# Consignes
1) D'après le texte sur l'année 2015, à quelle date cette année a-t-elle commencé ?
2) Transcrivez fidèlement le passage du texte sur l'année 2015 compris entre « Quand le gui » et « d’un auteur disparu. », ces deux extrémités incluses.

# Extrait du texte
Si nous tirions des traits… L’année 2015 vue par Greg Bod (1/7).

« Look up here, I’m in heaven

I’ve got scars that can’t be seen

I’ve got drama, can’t be stolen

Everybody knows me now »


Photo Chronique 001

Une année s’achève quand les résolutions prennent du plomb dans l’aile, quand les résolutions s’endeuillent.

Quand les  » je ferai différemment » se transforment en « peut-être que ».

Quand le gui n’a même pas encore fané, quand le sapin n’a pas encore fini sa vie sur un bord de trottoir entre le trivial des containers à déchets et la tristesse des cadeaux avariés ou déjà cassés.

Une année ne se termine ni ne se commence jamais au carillon de minuit, il lui faut un acte fondateur pour cesser sa dilution, sa dilatation dans l’espace. Une année à venir peut faire sentir ses parfums bien avant son éclosion.

Comme un siècle finissant fait sentir ses mélodies fin de siècle sur des fonds de Piano à la Mompou ou dans la perte des lieder d’un auteur disparu.

2014 s’était terminée morose et annonciatrice de mauvais germes, de nouvelles nocives en gestation… Le fruit d’une époque à malaxer.

Une étoile noire au loin sur un étendard honteux, si loin, si proche.

2015 commença un 7 janvier de triste mémoire. Une date où  chacun se rappellera où il était, ce qu’il faisait, avec qui il était, quand il apprit la nouvelle.

Des dates qui marquent nos chronologies intimes et symboliques au même titre que la naissance d’un enfant, la mort d’un proche.

Vous rappelez-vous ce que vous faisiez le 11 septembre ? Sentez-vous encore cette certitude immédiate que votre vie ne serait plus toute à fait la même ?

Voyez-vous encore le vent qui s’engouffre parmi les feuilles ? La Dordogne et ses eaux perturbées par les cris  des tours qui s’effondrent…

Le 07 janvier, c’est une certaine idée de la liberté d’expression que l’on tua, de la satyre mais aussi une part de notre enfance.

# Données présentées
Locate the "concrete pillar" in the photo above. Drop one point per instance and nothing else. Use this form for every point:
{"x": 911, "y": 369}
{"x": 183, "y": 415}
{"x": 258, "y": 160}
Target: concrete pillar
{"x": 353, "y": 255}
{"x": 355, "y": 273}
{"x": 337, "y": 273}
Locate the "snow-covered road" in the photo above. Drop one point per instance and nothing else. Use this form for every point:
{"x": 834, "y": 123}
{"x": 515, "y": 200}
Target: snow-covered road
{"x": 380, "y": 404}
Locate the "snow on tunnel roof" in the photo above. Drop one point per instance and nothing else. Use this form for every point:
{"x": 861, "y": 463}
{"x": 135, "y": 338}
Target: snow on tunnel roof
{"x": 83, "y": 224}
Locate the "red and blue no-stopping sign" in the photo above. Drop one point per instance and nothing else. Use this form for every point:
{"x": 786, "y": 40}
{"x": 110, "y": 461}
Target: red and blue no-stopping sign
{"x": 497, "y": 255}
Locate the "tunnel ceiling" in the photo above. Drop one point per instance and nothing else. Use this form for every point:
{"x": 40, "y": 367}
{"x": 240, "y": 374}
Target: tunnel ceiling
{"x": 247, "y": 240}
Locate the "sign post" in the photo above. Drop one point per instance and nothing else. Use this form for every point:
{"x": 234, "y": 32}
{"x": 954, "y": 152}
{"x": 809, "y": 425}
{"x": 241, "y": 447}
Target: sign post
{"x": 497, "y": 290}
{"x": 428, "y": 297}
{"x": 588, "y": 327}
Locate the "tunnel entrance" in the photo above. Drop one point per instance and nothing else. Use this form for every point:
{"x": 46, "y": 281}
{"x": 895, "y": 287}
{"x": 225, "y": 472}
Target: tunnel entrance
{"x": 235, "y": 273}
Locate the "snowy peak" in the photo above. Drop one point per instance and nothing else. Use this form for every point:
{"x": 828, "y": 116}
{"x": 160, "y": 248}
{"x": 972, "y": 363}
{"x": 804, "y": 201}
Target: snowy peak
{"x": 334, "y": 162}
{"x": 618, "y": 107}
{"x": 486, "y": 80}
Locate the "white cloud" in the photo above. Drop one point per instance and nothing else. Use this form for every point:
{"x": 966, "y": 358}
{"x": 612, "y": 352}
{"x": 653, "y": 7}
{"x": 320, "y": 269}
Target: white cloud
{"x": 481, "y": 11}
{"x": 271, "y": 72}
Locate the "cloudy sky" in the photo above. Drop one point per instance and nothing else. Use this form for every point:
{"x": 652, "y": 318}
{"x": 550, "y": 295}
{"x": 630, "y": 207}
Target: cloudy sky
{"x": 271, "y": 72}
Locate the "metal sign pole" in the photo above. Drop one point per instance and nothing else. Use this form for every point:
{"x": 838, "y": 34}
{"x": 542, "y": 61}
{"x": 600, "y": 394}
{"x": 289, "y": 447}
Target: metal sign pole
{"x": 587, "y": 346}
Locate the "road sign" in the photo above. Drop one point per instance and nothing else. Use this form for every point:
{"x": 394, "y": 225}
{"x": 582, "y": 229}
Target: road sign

# Réponses
1) Le 7 janvier.

2)
Quand le gui n’a même pas encore fané, quand le sapin n’a pas encore fini sa vie sur un bord de trottoir entre le trivial des containers à déchets et la tristesse des cadeaux avariés ou déjà cassés.

Une année ne se termine ni ne se commence jamais au carillon de minuit, il lui faut un acte fondateur pour cesser sa dilution, sa dilatation dans l’espace. Une année à venir peut faire sentir ses parfums bien avant son éclosion.

Comme un siècle finissant fait sentir ses mélodies fin de siècle sur des fonds de Piano à la Mompou ou dans la perte des lieder d’un auteur disparu.